Что нужно сделать:
**A)** Перепечатайте из отрывка о визите к старцу фрагмент от слов «3 июля мы с» до слов «Святой Твоей Церкви.» включительно.
**B)** Изложите короче абзац отрывка о визите к старцу, который начинается словами «— Захвачу-ка я с собой свои дневники», сохранив его главные факты.

Фрагмент документа:
* * * * * * * * *

3 июля мы с женой навестили его в больнице.
— Захвачу-ка я с собой свои дневники, — сказал я жене. — Старец-то уже может быть на исходе. Покажу ему свои записки: что он мне о них скажет? — Пришли к старцу; застали его довольно бодрым.
— Пишете ли вы теперь что? — спросил он меня в разговоре.
— А вот, батюшка, взялся вести дневник, а не знаю, какой толк из него выйдет. Он со мной, и благословите прочитать из него что-нибудь на выдержку.
Я прочел несколько отрывков. Смотрю: батюшка встал со своего ложа, обратился лицом к иконам и с особой силой молитвенного вдохновенья произнес такие слова:
— Во имя Отца и Сына и Святаго Духа! Владыка Господи, благослови труды раба Твоего во славу Твою, во спасение чад Святой Твоей Церкви.

* * * * * * * * *

Исходные данные:
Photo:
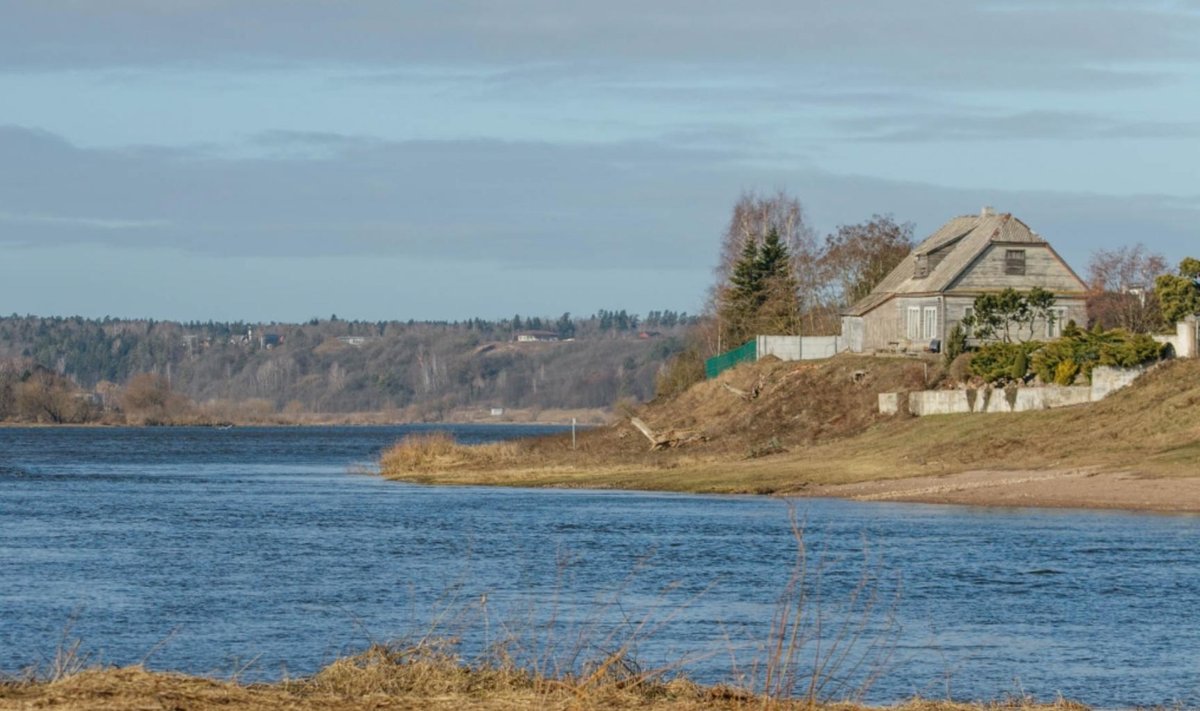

* * * * * * * * *

Ответы по заданиям:
**A)**
3 июля мы с женой навестили его в больнице.
— Захвачу-ка я с собой свои дневники, — сказал я жене. — Старец-то уже может быть на исходе. Покажу ему свои записки: что он мне о них скажет? — Пришли к старцу; застали его довольно бодрым.
— Пишете ли вы теперь что? — спросил он меня в разговоре.
— А вот, батюшка, взялся вести дневник, а не знаю, какой толк из него выйдет. Он со мной, и благословите прочитать из него что-нибудь на выдержку.
Я прочел несколько отрывков. Смотрю: батюшка встал со своего ложа, обратился лицом к иконам и с особой силой молитвенного вдохновенья произнес такие слова:
— Во имя Отца и Сына и Святаго Духа! Владыка Господи, благослови труды раба Твоего во славу Твою, во спасение чад Святой Твоей Церкви.

**B)** Рассказчик решил взять с собой дневники: старец может быть уже на исходе, а хотелось показать ему записки и услышать его мнение. Придя к старцу, супруги застали его довольно бодрым.